▸ **Con la información**
1. Resume el bloque de texto en dos oraciones.
2. Di si cada afirmación concuerda con el bloque de texto. Responde sí o no y cita las palabras exactas que lo deciden: (a) La hija de Ismaela tiene hoy 34 años. (b) La ACLIFIM aceptó emplear a la hija de Ismaela. (c) El proyecto de inserción laboral comenzaba en Cáritas.

Ismaela la observa complacida, como acariciándola, y nos dice: “Soy muy feliz de ser su mamá”.
Hoy su hija tiene 34 años, pero no olvida que, con apenas 18, quedó encantada con un trabajo en la Asociación Cubana de Limitados Físico-Motores (ACLIFIM). Armar cajitas de cartón para las fiestas de cumpleaños llamó su atención. Tenía habilidades manuales, sabía hacerlo, pero fue difícil cuando tuvo que explicarle lo imposible de quedarse allí. Que no aceptaban emplearla.
“Yo creí que iba a estar siempre en Cáritas, hasta el fin o hasta que se pudiera, es entonces que apareció la posibilidad de la Habana Vieja. Este proyecto de inserción laboral para las personas con discapacidad, que por entonces comenzaba en la Oficina del Historiador, vino a cumplir uno de sus mayores sueños: trabajar”— recuerda Ismaela.

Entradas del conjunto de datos
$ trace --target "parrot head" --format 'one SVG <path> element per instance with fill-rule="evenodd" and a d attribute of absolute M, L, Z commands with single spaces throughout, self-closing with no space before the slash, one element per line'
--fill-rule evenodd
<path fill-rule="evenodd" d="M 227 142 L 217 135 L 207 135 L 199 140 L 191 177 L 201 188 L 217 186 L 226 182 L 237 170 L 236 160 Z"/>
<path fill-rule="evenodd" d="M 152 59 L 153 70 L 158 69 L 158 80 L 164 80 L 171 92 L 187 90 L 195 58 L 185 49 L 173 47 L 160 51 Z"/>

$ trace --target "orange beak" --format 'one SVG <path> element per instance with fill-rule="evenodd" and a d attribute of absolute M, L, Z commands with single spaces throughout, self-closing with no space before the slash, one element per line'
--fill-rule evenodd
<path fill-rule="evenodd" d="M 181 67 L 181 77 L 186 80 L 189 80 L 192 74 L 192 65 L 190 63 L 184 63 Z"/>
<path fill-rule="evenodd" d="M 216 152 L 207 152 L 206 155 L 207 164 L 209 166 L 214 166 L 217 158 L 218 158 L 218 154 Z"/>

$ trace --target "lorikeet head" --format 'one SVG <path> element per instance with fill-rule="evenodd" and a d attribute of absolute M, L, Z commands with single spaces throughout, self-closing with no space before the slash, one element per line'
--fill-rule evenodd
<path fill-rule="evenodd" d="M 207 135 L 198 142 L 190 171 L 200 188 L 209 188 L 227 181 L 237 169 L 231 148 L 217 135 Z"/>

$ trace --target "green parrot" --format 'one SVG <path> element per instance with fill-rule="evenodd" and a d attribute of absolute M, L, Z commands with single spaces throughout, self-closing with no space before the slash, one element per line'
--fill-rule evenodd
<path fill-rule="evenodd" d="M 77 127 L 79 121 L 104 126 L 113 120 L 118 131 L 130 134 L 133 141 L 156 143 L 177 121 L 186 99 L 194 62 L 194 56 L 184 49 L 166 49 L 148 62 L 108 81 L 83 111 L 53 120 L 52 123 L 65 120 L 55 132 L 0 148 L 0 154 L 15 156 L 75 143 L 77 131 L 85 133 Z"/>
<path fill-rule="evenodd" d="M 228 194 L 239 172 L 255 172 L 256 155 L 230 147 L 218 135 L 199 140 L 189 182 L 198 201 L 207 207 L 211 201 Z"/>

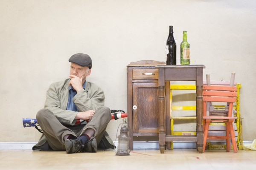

▸ **Respuestas**
1. Con apenas 18 años, la hija de Ismaela quedó encantada con un trabajo de armar cajitas de cartón para fiestas de cumpleaños en la Asociación Cubana de Limitados Físico-Motores, pero no aceptaron emplearla. Más tarde, un proyecto de inserción laboral para personas con discapacidad en la Oficina del Historiador, en la Habana Vieja, cumplió uno de sus mayores sueños: trabajar.

2.
(a) Sí: "Hoy su hija tiene 34 años".
(b) No: "Que no aceptaban emplearla."
(c) No: "que por entonces comenzaba en la Oficina del Historiador".